--- START OF Selected text ---

# Marineland Great Customer Service



## stevenjohn21

Recently my Emperor 400 has been making a grinding noise from the impellar housing so i e-mailed Marineland telling them the problem. Not thinking i would get a reply i was shocked that within 6 hours they had replied saying they would send me a replacement impellar free of charge. 
As i was replying back with my details i decided to ask the cost for a replacement impellar for my 350b and new sponge for 660r. The reply i got was "No problem, we will send you all 3 items out free of charge"
He also told me to put a blob of vaseline on the impellar in future and that will make it more silent. I have to say i was very impressed with the customer service and wanted to share it with you guys.


----------



## SeaHorse

That's amazing! That's good to know cause my new Nov 2010, 250W heater just failed over the weekend and I have to get in touch with them. Took it back to the store and it fired up fine there, brought it back home tried two different outlets and nothing. Waited the required 15 minutes before plugging in like the instructions say but nothing. Must be a short or something... I can hear something rattle inside when I turn it upside down. Wish me luck. lol


----------



## SeaHorse

Failed 250W Marineland heater. I called Marineland today about my heater, told them the problem and what I had tried. They are shipping me out a new one right away! Lifetime warranty! No charge. I will let you know when it arrives.

--- END OF Selected text ---
--- START OF Given data ---

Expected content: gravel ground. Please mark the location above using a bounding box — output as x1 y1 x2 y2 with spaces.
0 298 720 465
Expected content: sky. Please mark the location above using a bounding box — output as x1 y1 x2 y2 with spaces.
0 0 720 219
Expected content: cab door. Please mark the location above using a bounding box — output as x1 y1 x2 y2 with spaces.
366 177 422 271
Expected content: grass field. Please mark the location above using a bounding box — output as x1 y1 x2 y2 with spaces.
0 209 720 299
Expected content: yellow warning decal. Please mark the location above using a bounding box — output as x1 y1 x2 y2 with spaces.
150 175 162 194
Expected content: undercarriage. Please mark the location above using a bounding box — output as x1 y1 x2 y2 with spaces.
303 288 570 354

--- END OF Given data ---
--- START OF Given data ---

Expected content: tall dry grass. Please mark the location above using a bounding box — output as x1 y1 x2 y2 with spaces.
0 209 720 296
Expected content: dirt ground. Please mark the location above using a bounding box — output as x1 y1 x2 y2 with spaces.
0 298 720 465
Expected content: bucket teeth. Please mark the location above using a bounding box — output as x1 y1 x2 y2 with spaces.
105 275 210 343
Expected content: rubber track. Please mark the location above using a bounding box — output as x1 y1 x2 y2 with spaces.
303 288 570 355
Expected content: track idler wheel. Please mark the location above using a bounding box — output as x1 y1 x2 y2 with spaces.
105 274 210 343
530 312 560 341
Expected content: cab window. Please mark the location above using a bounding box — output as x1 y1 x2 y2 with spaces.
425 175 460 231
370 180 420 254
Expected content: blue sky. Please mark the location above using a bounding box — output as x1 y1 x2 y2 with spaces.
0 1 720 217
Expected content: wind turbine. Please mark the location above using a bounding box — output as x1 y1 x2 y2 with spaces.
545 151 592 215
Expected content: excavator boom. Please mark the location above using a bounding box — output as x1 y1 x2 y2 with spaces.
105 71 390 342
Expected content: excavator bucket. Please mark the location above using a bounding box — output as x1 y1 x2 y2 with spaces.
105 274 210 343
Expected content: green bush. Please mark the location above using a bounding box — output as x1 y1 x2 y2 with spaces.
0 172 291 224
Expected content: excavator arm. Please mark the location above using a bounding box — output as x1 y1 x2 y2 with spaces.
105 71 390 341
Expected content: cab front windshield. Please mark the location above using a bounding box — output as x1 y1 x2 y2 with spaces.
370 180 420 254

--- END OF Given data ---
--- START OF Given data ---

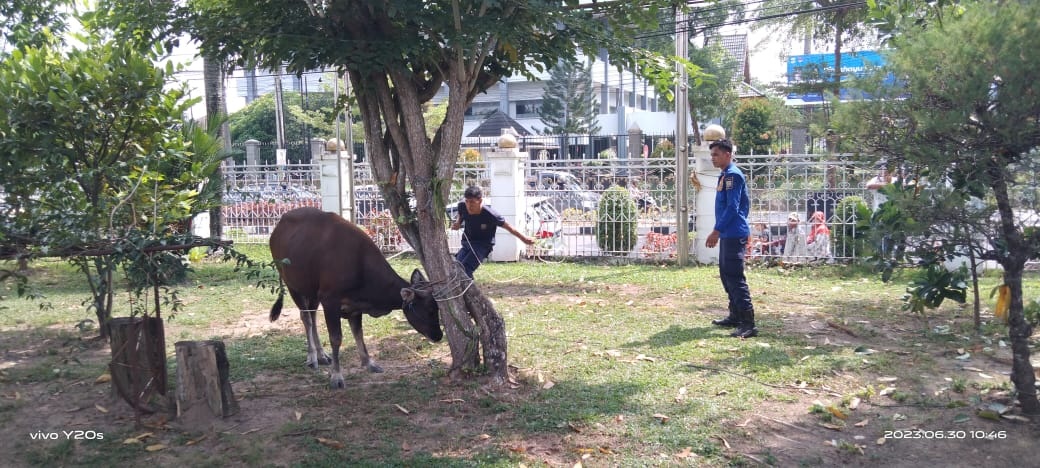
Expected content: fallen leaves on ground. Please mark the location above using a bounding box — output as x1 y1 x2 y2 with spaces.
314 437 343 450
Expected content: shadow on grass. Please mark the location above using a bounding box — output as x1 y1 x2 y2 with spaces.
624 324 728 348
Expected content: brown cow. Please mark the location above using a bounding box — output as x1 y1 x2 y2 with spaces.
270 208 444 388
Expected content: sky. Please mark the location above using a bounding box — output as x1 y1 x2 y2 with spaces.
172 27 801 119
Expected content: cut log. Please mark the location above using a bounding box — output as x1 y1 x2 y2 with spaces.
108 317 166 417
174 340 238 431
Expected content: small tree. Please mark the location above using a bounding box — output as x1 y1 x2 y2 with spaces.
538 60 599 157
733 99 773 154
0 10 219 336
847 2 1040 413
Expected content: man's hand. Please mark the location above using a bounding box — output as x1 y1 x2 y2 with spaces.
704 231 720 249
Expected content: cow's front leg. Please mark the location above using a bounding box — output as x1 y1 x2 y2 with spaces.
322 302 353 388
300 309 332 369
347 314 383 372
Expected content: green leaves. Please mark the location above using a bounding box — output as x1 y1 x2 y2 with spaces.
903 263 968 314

--- END OF Given data ---

• _Actions to take_:
1. According to the Marineland customer service thread, how soon did Marineland reply to the first email about the grinding noise?
2. Duplicate everything in the Marineland customer service thread from "As i was replying" down to "with you guys.".
3. Pick up the Marineland customer service thread after its last sentence and continue it.

• _Results of the exercise_:
1. Within 6 hours.

2.
As i was replying back with my details i decided to ask the cost for a replacement impellar for my 350b and new sponge for 660r. The reply i got was "No problem, we will send you all 3 items out free of charge"
He also told me to put a blob of vaseline on the impellar in future and that will make it more silent. I have to say i was very impressed with the customer service and wanted to share it with you guys.

3.
----------



## stevenjohn21

Thats great ! I know a few people have had bad things to say about Marineland products but whilst they keep replacing items free of charge im happy to continue being a customer .


----------



## brancasterr

This is great to know because I just bought a heater from them. I mean, I hope it doesn't fail but it's nice to know some of you have had excellent customer service with them.


----------



## SeaHorse

It still has not arrived yet... day 9.. It may be coming from USA and thus thru customs to Ontario so I'm going to give it a full 2 weeks before I call them again. This stuff takes time and I really did not expect them to overnight express it. lol. So I promise to come back here and let you know how this all ends up!!


----------



## SeaHorse

Yay, my Marineland 250W heater has arrived!! Cleared customs, not at all surprised by that delay, well marked fragile and well packed in air bubble packing. Great service from United Pet Co, Illinois, USA. Thanks!!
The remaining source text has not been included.